◆ Tasks ◆
- a) Return the part of the Primark shopping post starting at "It was a simple" and ending at "earth I wanted.", copied word for word.
- b) In two sentences, sum up the Primark shopping post.

◆ Selected excerpt ◆
★ ★ ★

I'm currently relaxing on my comfy little sofa, as I'm rather tired tonight.
I ventured into Primark today, and got myself into something of a fluster, hence the exhaustion.
It was a simple task I had to perform today, take a jumper back and exchange it for something else.
But I wasn't just dealing with any old shop, it was Primark, and I should have realised that I would get caught in its giant claws.
Four floors of bargains galore.
I had £7 to spend, and I just couldn't seem to decide what on earth I wanted.
Would a £2 printed dress be a good idea? Or would I see hundreds of other 20-something girls in the same outfit?
Then there were the £5 dungarees, which were very enticing, and I've always hankered after another pair.
It must have been when I was about 7 years old and had 3 pairs and pretty much lived in them.
They're so 90's and I can never resist a bit of 90's fash. However, I knew I wouldn't be able to enjoy them for at least another 6 months, so after a dither, they were put to one side.
Soon I was bombarded with the jewellery, dozens of snazzy necklaces and bracelets that could potentially break after one week, but would look good in the process...
The sale section in this department was particularly treacherous for decision making. Would a £2.50 necklace with the word 'Amaze' on it look good, or was it on the verge of tacky? I opted for tacky, and walked quickly away (not before picking up a rather dazzling gold chunky necklace.)

★ ★ ★

◆ Extracted information ◆
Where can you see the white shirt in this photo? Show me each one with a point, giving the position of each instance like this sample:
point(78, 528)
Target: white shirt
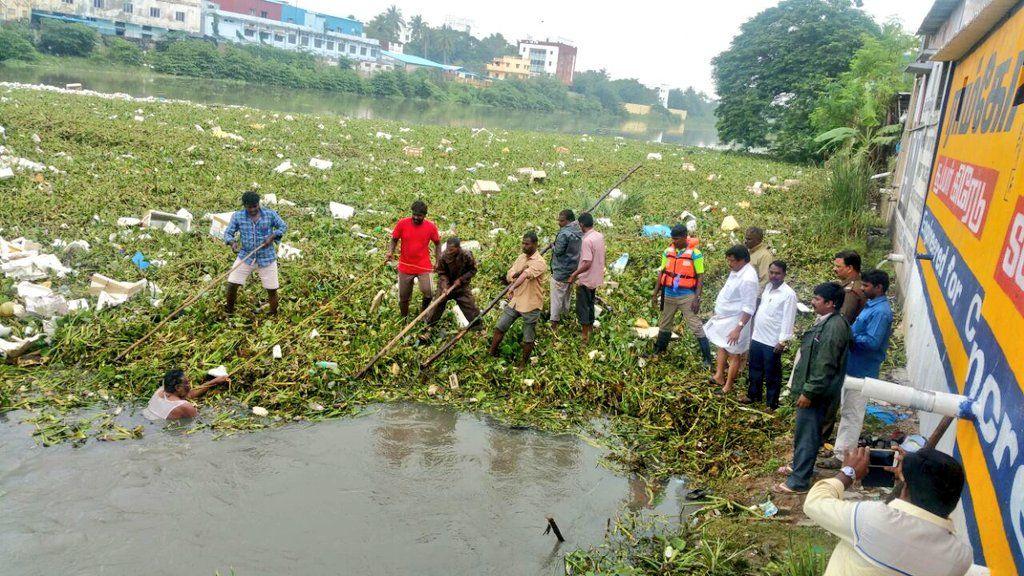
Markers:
point(776, 315)
point(880, 539)
point(739, 293)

★ ★ ★

◆ Answer section ◆
- a)
It was a simple task I had to perform today, take a jumper back and exchange it for something else.
But I wasn't just dealing with any old shop, it was Primark, and I should have realised that I would get caught in its giant claws.
Four floors of bargains galore.
I had £7 to spend, and I just couldn't seem to decide what on earth I wanted.

- b) The writer is tired after a flustered trip to Primark to exchange a jumper, with £7 to spend and no idea what to get. After weighing a £2 printed dress and putting back £5 dungarees that couldn't be enjoyed for months, the writer rejected a £2.50 'Amaze' necklace as tacky but picked up a gold chunky necklace.